▸ **Work instruction**
Report every line in the records below that contains the string "positive", copying each such line in full. The match is case-sensitive.

▸ **Entries provided**
:::::
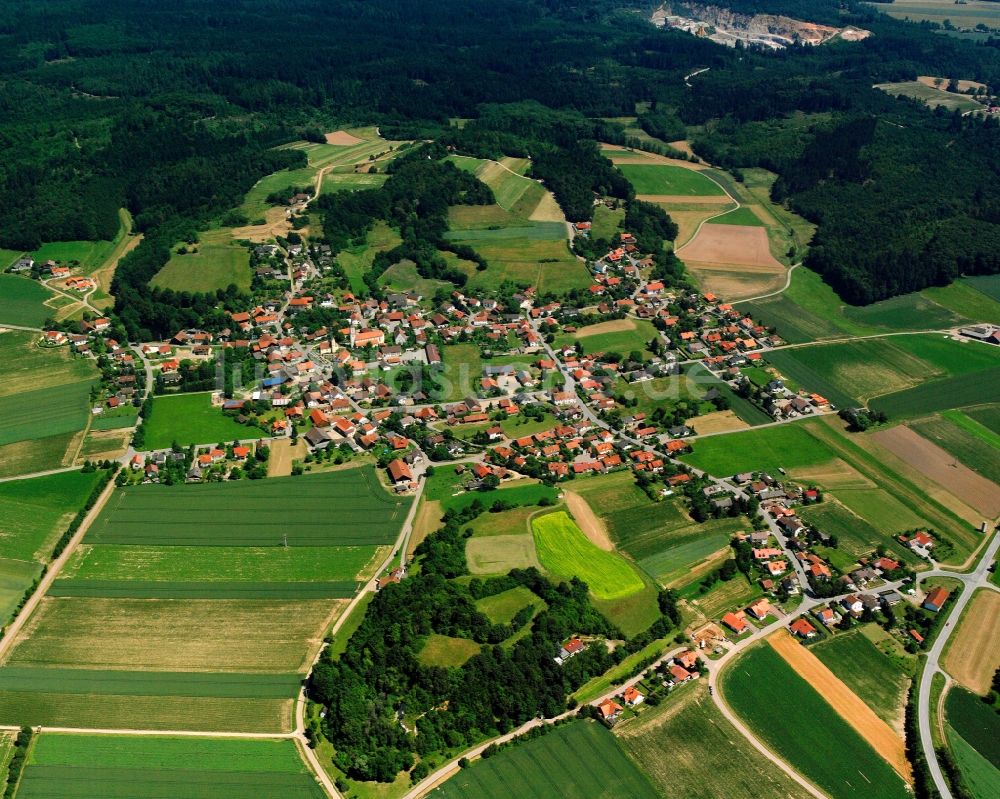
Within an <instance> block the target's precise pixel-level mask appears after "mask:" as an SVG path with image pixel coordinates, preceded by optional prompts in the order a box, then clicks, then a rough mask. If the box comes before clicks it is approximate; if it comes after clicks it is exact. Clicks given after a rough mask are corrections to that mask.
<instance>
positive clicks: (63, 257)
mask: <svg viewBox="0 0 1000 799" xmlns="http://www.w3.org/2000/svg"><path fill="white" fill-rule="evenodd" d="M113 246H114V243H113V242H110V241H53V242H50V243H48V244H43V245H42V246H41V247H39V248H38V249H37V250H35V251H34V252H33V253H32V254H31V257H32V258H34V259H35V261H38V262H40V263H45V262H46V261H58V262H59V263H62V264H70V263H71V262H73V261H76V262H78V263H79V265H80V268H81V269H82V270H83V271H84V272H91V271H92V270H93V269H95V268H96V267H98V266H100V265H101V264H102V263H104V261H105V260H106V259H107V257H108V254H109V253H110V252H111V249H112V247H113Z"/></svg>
:::::
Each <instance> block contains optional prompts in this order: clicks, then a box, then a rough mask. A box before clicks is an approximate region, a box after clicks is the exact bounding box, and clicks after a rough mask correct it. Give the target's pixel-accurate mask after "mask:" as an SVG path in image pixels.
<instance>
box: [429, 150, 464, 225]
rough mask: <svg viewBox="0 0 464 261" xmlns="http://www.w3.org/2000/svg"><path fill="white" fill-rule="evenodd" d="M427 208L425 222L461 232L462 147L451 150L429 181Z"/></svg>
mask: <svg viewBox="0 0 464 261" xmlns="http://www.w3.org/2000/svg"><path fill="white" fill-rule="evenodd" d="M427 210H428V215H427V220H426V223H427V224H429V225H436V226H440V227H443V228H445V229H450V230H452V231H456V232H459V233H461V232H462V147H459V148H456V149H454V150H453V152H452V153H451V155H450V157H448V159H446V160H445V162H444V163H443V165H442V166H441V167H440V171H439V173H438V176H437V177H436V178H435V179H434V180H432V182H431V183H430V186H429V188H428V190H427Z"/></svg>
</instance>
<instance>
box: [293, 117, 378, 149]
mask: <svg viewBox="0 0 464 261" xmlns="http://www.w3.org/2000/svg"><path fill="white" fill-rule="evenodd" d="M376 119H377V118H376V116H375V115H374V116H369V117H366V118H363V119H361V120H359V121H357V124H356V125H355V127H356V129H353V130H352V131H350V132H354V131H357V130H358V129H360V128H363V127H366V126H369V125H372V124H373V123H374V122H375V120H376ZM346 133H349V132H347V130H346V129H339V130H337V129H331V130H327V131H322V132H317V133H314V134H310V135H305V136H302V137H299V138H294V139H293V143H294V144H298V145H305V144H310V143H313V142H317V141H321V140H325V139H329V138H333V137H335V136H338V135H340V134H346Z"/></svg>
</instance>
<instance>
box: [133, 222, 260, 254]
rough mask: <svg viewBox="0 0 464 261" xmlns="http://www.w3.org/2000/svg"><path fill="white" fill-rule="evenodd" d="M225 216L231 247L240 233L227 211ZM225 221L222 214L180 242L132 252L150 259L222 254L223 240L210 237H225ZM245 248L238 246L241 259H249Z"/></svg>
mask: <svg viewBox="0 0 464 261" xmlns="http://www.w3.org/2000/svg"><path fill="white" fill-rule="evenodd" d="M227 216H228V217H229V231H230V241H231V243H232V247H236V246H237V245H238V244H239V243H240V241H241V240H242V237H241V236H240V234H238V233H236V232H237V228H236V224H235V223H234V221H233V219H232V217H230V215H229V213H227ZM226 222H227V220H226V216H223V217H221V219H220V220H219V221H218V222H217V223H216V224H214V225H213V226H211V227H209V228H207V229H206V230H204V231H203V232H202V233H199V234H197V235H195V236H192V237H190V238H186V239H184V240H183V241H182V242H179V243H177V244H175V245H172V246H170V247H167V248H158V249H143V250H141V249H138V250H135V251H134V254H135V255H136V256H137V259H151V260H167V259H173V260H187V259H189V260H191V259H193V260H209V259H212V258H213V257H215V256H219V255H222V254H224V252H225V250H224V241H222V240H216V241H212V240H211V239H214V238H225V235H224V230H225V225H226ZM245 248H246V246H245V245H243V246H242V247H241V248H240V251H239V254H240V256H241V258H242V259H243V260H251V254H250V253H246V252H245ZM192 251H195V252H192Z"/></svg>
:::::
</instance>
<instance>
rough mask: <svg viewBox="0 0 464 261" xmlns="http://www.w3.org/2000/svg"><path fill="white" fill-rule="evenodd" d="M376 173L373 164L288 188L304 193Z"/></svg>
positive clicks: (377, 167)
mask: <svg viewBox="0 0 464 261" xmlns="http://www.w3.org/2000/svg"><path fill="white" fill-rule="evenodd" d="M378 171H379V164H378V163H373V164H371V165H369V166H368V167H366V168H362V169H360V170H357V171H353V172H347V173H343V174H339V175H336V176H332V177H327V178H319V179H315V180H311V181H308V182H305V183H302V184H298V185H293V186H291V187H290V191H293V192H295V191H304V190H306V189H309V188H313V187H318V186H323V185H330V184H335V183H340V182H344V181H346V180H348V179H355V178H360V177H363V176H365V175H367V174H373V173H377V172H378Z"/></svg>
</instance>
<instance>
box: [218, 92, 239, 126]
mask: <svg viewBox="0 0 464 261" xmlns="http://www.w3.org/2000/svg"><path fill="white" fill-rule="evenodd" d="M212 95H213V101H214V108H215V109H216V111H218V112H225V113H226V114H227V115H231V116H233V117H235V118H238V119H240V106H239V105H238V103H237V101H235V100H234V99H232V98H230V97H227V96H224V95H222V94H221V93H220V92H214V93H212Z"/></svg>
:::::
▸ **Solved problem**
positive clicks: (63, 257)
positive clicks: (377, 167)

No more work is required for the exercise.